* Start *

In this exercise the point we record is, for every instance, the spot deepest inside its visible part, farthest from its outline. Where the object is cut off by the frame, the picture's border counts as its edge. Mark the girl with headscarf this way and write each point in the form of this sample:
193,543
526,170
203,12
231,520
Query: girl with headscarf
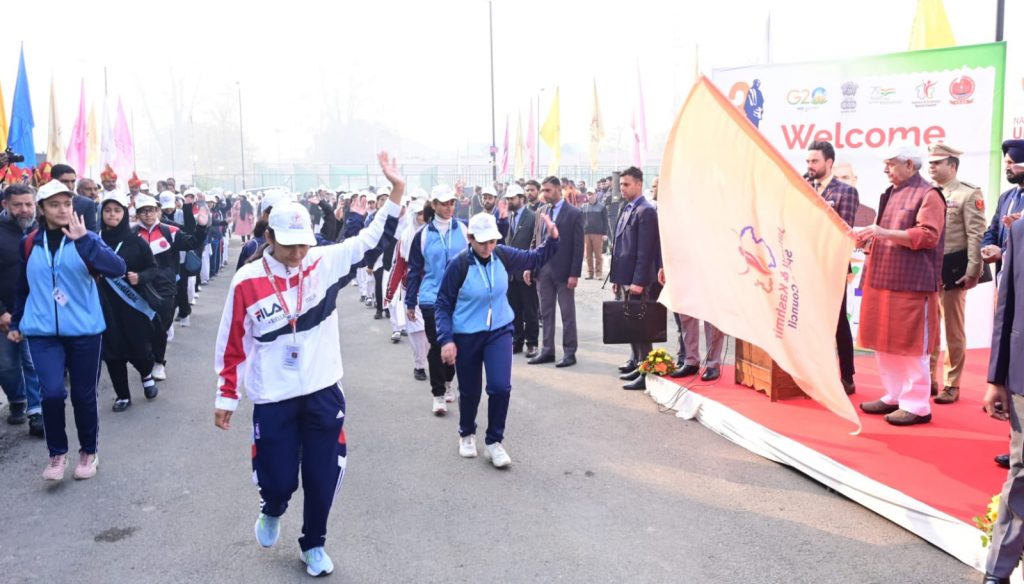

* End *

§ AIM: Rewrite the whole listing above as a numbered list, skipping any blank lines and leaving out the pictures.

§ RESPONSE TO THIS EXERCISE:
1. In this exercise the point we record is, for every instance, the spot deepest inside its visible part, farthest from its outline. Where the object is cut off by the frame, the picture's border counts as its edge. Mark the girl with headscarf this way and write each point in the form of this sample:
2. 193,543
3. 526,170
4. 203,12
5. 231,520
6. Query: girl with headscarf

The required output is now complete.